When the problem occured, we started gdb on the corresponding server and attached to the running XrootD process, but we experienced the error "try debuginfo-install xrootd-server-4.12.4-1.el7".
We were not able to find the xroot-server-debuginfo-4.12.4-1.el7 package anywhere, so we noticed that the current version of xrootd-debuginfo on the server was 5.3.1-1. Thus we removed xrootd-debuginfo-5.3.1-1.el7 and installed the 4.12.4-1.el7 version. After that, we encountered a new error message on gdb related to the vomsxrd-debuginfo-0.3.0-1.el7.cern package.
Anyway, we were able to obtain a readable backtrace log for xrootd threads.
You can find it attached hereafter.
gdb.txt

Thank you again for your help,
let us know if any other information is needed.

Andrea

@abh3
Copy link
Member

abh3 commented Nov 9, 2022

So, the trace shows that 2048 threads are waiting forlink serialization either for open() or close() (about 50%each). I don't have a reason for that but it usually means that there is an outstanding operation somewhere in the file system and until that completes neither and open nor a close can proceed. Could you post the log file that corresponds to this trace record?

@andrearendina
Copy link
Author

Hi Andy,

I attach the xrootd.log recorded from the first "broken pipe" observed error until the thread saturation.
xrootd.log
I hope that helps.

Moreover, we do not see any outstanding operations on the file system ("gpfs waiters"), nor on this server nor on the entire gpfs cluster.

Thank you again!

@lmorganti
Copy link

Hi,
did you manage to get some information from the xrootd.log?
On our side, we are experiencing thread saturation with no traffic more than once per day, and every time a restart of the service in each of the 4 servers is needed to resume traffic.

It is pretty hard to believe some outstanding activity is undergoing this often somewhere in the CMS filesystem and completely hiding from our monitoring: we see no blocking, no pending operations, nothing weird gpfs-side.

In case it is useful, we attach a file containing the output of "netstat -an" during thread saturation in one of the server.

Let us know how we can debug further.

Thanks for your help,
lucia
netstat_an.txt

@abh3
Copy link
Member

abh3 commented Nov 11, 2022

The stack trace simply shows everyone waiting for things to complete. It does not tell me what is waiting for what nor how many different clients are in this state. I must admit that release 4.12.4 is very old (2020-09-03). Any chance you can upgrade to a supported release? Otherwise, the only thing left is with running the sever with additional tracing enabled and after that a core file. Frankly, something weird is going on with that machine. When did this start happening? What changed roughly at the time this started happening?

_LISTED RECORDS_.

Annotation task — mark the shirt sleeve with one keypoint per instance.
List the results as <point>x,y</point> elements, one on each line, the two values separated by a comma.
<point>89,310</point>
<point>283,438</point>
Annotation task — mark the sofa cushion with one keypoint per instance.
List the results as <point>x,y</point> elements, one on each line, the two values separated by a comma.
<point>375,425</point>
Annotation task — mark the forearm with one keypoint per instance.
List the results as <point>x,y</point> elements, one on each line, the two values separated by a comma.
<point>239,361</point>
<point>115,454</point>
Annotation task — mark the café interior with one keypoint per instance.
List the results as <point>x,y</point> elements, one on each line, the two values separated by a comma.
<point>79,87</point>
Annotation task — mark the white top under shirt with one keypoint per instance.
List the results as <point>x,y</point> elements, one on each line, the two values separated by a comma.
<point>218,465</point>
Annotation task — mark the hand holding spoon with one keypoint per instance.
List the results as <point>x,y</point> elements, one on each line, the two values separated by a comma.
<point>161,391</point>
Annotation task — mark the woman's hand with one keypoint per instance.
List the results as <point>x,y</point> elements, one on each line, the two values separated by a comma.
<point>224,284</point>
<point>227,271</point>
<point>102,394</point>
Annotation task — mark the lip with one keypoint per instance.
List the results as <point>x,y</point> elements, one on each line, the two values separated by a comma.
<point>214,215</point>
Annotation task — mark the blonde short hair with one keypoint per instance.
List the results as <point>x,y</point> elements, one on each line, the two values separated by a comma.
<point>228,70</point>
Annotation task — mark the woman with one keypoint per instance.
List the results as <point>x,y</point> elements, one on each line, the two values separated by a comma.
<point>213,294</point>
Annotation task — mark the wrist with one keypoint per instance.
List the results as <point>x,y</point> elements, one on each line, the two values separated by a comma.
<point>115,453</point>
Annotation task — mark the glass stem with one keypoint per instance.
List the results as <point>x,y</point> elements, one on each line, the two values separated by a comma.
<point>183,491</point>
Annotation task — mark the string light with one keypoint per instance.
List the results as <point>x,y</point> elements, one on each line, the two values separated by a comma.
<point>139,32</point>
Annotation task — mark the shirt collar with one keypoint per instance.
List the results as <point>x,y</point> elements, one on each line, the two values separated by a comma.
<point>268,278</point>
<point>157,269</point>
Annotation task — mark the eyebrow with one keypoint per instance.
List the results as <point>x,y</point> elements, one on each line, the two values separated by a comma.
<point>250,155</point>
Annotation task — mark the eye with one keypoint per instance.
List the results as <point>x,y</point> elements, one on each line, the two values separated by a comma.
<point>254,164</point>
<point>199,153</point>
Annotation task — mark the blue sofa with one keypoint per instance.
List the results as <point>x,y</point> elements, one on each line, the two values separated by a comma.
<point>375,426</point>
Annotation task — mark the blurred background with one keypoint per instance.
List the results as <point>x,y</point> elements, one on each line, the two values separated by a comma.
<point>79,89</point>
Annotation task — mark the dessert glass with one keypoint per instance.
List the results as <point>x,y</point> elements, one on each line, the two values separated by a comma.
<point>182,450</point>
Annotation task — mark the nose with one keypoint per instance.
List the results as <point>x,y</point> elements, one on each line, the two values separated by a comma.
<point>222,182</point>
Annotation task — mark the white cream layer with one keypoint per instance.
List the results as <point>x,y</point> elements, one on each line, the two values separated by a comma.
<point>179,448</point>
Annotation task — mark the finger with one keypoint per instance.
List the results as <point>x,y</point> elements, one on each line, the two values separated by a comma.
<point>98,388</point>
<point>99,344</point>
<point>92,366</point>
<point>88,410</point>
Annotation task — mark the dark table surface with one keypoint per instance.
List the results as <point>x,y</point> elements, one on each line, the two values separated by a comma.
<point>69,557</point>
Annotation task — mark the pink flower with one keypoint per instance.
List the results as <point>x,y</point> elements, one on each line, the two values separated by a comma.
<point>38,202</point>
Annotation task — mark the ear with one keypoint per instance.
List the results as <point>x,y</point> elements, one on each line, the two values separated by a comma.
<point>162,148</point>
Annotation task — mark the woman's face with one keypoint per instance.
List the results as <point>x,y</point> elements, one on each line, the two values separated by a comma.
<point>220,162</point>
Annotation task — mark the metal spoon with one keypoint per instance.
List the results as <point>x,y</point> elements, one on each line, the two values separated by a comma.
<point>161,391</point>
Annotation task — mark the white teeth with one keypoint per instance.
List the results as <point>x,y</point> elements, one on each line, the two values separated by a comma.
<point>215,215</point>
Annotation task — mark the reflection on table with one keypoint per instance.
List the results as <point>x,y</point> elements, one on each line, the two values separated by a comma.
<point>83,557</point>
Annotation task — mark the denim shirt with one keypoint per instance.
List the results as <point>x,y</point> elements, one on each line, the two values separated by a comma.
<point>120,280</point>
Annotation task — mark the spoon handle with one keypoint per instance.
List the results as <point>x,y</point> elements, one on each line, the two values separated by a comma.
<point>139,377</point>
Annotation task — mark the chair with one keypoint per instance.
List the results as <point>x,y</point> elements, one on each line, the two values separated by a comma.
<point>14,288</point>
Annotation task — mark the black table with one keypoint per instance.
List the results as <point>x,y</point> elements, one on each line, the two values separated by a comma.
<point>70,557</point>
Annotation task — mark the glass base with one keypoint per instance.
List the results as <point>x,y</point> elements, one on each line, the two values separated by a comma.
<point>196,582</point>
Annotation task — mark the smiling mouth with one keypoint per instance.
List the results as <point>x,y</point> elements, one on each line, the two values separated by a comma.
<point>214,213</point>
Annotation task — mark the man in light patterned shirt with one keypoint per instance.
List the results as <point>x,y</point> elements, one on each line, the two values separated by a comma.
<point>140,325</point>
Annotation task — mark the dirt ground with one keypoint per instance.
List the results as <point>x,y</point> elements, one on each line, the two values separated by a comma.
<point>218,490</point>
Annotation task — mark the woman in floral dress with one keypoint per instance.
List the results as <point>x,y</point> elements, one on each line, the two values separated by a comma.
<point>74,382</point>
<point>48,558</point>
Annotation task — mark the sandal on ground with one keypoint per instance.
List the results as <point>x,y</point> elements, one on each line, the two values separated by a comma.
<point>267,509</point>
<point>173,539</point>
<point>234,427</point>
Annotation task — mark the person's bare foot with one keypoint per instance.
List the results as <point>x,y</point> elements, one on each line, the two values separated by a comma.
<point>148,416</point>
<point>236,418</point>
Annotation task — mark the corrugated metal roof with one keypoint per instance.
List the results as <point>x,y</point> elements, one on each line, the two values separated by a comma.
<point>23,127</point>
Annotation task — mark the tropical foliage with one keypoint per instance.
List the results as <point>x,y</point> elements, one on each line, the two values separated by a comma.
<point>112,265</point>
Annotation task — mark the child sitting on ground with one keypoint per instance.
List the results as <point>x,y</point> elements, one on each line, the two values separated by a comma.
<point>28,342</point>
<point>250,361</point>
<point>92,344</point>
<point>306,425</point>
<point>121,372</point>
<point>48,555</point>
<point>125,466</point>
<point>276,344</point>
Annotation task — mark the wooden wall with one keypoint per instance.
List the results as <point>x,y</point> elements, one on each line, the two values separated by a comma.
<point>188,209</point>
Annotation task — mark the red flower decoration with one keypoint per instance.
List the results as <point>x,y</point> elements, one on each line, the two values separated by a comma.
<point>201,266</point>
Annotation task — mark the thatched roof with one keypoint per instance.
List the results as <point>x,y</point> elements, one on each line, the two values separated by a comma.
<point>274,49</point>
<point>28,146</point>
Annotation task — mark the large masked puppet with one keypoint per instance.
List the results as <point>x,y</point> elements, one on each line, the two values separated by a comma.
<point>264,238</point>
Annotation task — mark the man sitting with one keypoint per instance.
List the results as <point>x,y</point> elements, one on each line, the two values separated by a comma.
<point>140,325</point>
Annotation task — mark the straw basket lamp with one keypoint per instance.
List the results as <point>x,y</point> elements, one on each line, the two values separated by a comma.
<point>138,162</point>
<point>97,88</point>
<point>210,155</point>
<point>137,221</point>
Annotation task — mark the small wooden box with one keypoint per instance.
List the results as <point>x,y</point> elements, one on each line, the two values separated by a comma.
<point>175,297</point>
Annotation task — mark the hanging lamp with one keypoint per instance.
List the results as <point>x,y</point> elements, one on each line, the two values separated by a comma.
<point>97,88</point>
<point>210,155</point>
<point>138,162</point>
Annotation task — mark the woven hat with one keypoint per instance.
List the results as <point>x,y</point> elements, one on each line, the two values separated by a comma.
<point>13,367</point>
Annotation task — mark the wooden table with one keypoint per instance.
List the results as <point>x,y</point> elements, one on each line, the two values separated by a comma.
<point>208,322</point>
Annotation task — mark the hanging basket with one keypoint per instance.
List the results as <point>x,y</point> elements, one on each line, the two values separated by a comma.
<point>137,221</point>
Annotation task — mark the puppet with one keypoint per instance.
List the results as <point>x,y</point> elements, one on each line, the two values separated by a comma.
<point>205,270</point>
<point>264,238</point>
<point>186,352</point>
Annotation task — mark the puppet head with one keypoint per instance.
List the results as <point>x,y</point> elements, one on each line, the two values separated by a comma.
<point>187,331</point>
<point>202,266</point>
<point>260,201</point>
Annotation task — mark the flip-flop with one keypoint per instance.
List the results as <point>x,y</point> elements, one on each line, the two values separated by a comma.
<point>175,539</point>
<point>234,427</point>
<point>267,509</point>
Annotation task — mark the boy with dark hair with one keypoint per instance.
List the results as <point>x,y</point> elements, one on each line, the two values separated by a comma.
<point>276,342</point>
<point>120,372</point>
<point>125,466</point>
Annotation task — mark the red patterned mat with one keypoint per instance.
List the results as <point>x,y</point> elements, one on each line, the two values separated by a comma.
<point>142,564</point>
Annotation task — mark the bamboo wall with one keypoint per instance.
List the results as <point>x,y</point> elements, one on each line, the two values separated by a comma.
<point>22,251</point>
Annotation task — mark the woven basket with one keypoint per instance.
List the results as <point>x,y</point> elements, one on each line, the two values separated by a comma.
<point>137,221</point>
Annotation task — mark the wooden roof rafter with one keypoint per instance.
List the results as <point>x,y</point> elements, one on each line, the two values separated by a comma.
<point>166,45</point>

_DIRECTIVES_.
1. Write out the passage of the XrootD forum discussion that begins at the words "I attach the" and stops after "from the xrootd.log?".
2. Name every file attached to a post in the XrootD forum discussion.

_ANSWERS FOR THE EXERCISE_.
1.
I attach the xrootd.log recorded from the first "broken pipe" observed error until the thread saturation.
xrootd.log
I hope that helps.

Moreover, we do not see any outstanding operations on the file system ("gpfs waiters"), nor on this server nor on the entire gpfs cluster.

Thank you again!

@lmorganti
Copy link

Hi,
did you manage to get some information from the xrootd.log?

2.
gdb.txt
xrootd.log
netstat_an.txt